** start of Text segment **

METHOD OF CONTROLLING THE SUPPLY OF DAMPER TO THE PRINTING PLATE OF AN OFFSET PRESS The invention relates to a method of controlling the supply of damper to the printing plate of an offset press.

To achieve optimum adjustment of damper supply in offset printing and to maintain such adjustment for the duration of printing - i.e., neither to overdamp nor underdamp in all its non-printing zones a printing plate clamped to a plate cylinder of an offset press - a method is known from German Patent Specification 3 636 507 Al wherein a measuring head provides quantitative detection of the quantity of damper present on the printing plate, is disposed for movement transversely to the printing direction and automatically makes search movements. The function thereof is to discover what is known as the critical point - i.e., that place transversely of the printing direction where there is the smallest quantity of damper on the printing plate. Damper feed is adjusted in accordance with the value measured at such place until a set-value is produced.As a rule, the critical point is near the largest printing proportion of the surface.

As described in detail in the specification just referred to - so that there is no need to go further into it here - the distribution of damper quantity transversely to the printing direction varies when speed is raised from the printing speed of the adjusting or setting-up operation (adjustment in and transversely to the printing direction of the quantity of damper necessary for optimal printing quality) to run-on speed. Guiding of the damper therefore needs to be readjusted for the run-on speed.

** end of Text segment **
** start of Supplied material **

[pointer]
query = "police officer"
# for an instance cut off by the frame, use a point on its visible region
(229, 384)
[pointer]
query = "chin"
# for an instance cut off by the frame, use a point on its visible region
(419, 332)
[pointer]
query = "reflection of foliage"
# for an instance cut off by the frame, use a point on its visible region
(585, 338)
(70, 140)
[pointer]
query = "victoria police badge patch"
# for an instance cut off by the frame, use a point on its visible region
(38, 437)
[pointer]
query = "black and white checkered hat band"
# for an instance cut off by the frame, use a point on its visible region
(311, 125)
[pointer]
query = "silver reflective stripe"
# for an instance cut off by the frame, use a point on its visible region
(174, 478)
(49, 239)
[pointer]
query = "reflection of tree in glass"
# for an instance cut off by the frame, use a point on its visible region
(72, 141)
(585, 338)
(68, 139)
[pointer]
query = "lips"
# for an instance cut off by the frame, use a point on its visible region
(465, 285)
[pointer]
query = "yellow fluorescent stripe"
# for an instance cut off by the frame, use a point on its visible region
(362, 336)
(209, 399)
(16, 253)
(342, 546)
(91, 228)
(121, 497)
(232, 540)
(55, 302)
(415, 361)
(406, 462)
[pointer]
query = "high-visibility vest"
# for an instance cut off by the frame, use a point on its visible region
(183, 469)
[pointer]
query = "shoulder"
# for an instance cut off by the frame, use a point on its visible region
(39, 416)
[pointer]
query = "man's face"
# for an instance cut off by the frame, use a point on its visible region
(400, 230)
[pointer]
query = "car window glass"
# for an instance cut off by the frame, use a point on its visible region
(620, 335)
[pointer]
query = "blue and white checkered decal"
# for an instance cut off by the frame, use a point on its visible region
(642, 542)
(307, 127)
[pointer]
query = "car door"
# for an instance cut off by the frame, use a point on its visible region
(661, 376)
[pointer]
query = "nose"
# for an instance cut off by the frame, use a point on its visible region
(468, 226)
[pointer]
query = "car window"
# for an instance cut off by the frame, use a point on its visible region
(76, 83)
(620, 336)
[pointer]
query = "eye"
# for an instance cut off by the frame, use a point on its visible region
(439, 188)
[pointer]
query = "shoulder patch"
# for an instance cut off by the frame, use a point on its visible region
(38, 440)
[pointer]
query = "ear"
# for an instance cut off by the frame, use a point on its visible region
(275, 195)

** end of Supplied material **

▸ **To do**
1. According to the text on damper supply in offset printing, where is the critical point usually located?
2. Set down verbatim the passage of the text on damper supply, starting with "As described in" and going on through "the run-on speed.".

▸ **Solutions for each task**
1. As a rule, it is near the largest printing proportion of the surface.

2.
As described in detail in the specification just referred to - so that there is no need to go further into it here - the distribution of damper quantity transversely to the printing direction varies when speed is raised from the printing speed of the adjusting or setting-up operation (adjustment in and transversely to the printing direction of the quantity of damper necessary for optimal printing quality) to run-on speed. Guiding of the damper therefore needs to be readjusted for the run-on speed.